**TASK REQUIREMENTS**
Each entry below should be reproduced character for character.

Data items:
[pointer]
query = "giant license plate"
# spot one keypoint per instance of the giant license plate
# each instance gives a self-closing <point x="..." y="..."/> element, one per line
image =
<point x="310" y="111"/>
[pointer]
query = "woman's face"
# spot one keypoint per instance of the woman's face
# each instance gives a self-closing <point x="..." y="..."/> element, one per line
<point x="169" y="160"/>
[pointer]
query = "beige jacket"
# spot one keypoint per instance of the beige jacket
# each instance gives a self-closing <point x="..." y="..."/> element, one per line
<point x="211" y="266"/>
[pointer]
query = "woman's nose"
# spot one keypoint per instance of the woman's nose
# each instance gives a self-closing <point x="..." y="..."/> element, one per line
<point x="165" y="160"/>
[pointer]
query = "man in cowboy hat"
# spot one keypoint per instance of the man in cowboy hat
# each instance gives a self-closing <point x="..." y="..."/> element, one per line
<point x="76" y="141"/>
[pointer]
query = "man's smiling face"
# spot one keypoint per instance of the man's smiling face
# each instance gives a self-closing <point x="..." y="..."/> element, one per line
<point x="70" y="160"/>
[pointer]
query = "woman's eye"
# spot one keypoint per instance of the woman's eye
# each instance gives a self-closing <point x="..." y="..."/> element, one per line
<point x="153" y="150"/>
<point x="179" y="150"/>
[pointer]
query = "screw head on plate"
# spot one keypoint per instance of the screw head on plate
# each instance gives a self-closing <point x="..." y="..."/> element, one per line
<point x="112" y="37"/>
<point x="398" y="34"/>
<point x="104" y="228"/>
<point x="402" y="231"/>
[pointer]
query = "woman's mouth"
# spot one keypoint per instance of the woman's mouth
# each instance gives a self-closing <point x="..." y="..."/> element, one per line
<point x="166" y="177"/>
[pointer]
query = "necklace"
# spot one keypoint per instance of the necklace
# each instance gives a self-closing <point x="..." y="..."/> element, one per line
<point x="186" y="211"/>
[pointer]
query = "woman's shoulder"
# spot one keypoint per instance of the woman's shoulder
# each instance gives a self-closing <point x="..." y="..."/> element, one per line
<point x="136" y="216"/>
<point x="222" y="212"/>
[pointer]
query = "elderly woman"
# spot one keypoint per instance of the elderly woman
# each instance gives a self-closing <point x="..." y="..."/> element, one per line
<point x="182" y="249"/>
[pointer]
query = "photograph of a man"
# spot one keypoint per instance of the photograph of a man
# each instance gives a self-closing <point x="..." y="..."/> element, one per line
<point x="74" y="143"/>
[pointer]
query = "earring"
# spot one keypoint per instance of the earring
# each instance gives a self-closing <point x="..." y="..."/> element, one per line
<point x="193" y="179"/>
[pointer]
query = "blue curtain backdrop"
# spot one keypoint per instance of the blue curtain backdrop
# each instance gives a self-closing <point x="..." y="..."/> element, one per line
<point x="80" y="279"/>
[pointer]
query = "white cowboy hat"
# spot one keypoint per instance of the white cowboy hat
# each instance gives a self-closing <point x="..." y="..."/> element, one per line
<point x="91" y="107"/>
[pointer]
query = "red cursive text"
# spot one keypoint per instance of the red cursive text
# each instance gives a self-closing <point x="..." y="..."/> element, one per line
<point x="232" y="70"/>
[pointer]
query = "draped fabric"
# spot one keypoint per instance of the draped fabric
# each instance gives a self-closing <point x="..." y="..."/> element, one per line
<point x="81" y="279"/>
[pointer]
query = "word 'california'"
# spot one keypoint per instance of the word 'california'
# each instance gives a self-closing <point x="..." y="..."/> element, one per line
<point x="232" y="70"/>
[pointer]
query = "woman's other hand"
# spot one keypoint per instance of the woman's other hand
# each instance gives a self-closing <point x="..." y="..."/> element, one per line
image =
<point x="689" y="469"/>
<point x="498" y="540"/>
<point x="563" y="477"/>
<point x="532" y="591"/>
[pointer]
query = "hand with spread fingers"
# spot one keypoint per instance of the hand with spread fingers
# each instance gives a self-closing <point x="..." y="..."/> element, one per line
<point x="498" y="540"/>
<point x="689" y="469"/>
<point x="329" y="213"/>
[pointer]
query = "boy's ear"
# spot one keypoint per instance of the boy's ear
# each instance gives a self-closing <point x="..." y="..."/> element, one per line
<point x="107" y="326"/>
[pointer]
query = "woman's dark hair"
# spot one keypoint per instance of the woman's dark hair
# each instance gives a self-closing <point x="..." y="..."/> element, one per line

**WRITTEN ANSWER**
[pointer]
query = "giant license plate"
# spot one keypoint per instance of the giant license plate
# each instance gives a self-closing <point x="..." y="..."/> element, one per line
image =
<point x="310" y="111"/>
[pointer]
query = "woman's face"
# spot one keypoint per instance of the woman's face
# each instance gives a self-closing <point x="..." y="..."/> element, one per line
<point x="169" y="160"/>
[pointer]
query = "beige jacket"
# spot one keypoint per instance of the beige jacket
# each instance gives a self-closing <point x="..." y="..."/> element, one per line
<point x="211" y="266"/>
[pointer]
query = "woman's nose"
# spot one keypoint per instance of the woman's nose
# each instance gives a self-closing <point x="..." y="..."/> element, one per line
<point x="165" y="160"/>
[pointer]
query = "man in cowboy hat"
# spot one keypoint per instance of the man in cowboy hat
# each instance gives a self-closing <point x="..." y="..."/> element, one per line
<point x="76" y="141"/>
[pointer]
query = "man's smiling face"
# spot one keypoint per instance of the man's smiling face
# each instance gives a self-closing <point x="..." y="..."/> element, one per line
<point x="70" y="160"/>
[pointer]
query = "woman's eye"
# spot one keypoint per instance of the woman's eye
# each instance gives a self-closing <point x="..." y="..."/> element, one per line
<point x="153" y="150"/>
<point x="179" y="150"/>
[pointer]
query = "screw head on plate"
# spot one keypoint per instance of the screw head on plate
# each instance gives a self-closing <point x="..." y="..."/> element, one per line
<point x="112" y="37"/>
<point x="398" y="34"/>
<point x="104" y="228"/>
<point x="402" y="231"/>
[pointer]
query = "woman's mouth"
# spot one keypoint per instance of the woman's mouth
# each instance gives a self-closing <point x="..." y="..."/> element, one per line
<point x="166" y="177"/>
[pointer]
query = "necklace"
# spot one keypoint per instance of the necklace
# each instance gives a self-closing <point x="..." y="..."/> element, one per line
<point x="186" y="211"/>
[pointer]
query = "woman's shoulder"
# spot one keypoint per instance of the woman's shoulder
# each instance gives a self-closing <point x="..." y="..."/> element, one per line
<point x="136" y="216"/>
<point x="222" y="212"/>
[pointer]
query = "elderly woman"
# spot one keypoint per instance of the elderly woman
# each instance gives a self-closing <point x="..." y="..."/> element, one per line
<point x="182" y="249"/>
[pointer]
query = "photograph of a man"
# spot one keypoint per instance of the photograph of a man
# each instance gives a self-closing <point x="..." y="..."/> element, one per line
<point x="74" y="143"/>
[pointer]
query = "earring"
# spot one keypoint per instance of the earring
# each instance gives a self-closing <point x="..." y="..."/> element, one per line
<point x="193" y="179"/>
[pointer]
query = "blue curtain backdrop"
# spot one keypoint per instance of the blue curtain backdrop
# each instance gives a self-closing <point x="..." y="..."/> element, one per line
<point x="80" y="279"/>
[pointer]
query = "white cowboy hat"
# spot one keypoint per instance of the white cowboy hat
# each instance gives a self-closing <point x="..." y="..."/> element, one per line
<point x="91" y="107"/>
[pointer]
query = "red cursive text"
# spot one keypoint per instance of the red cursive text
# each instance gives a self-closing <point x="..." y="..."/> element, one per line
<point x="232" y="70"/>
[pointer]
query = "draped fabric"
# spot one keypoint per instance of the draped fabric
# each instance gives a self-closing <point x="..." y="..."/> element, one per line
<point x="81" y="279"/>
[pointer]
query = "word 'california'"
# spot one keypoint per instance of the word 'california'
# each instance gives a self-closing <point x="..." y="..."/> element, one per line
<point x="232" y="70"/>
[pointer]
query = "woman's other hand"
# spot one keypoint per instance of the woman's other hand
# each instance gives a self-closing <point x="..." y="..."/> element, one per line
image =
<point x="689" y="469"/>
<point x="498" y="540"/>
<point x="563" y="477"/>
<point x="532" y="591"/>
[pointer]
query = "hand with spread fingers"
# spot one keypoint per instance of the hand with spread fingers
# each instance gives a self-closing <point x="..." y="..."/> element, one per line
<point x="498" y="540"/>
<point x="689" y="469"/>
<point x="329" y="213"/>
[pointer]
query = "boy's ear"
# spot one keypoint per instance of the boy's ear
# each instance gives a self-closing <point x="..." y="..."/> element, one per line
<point x="107" y="326"/>
[pointer]
query = "woman's dark hair"
# spot one keypoint per instance of the woman's dark hair
# each instance gives a self-closing <point x="..." y="..."/> element, one per line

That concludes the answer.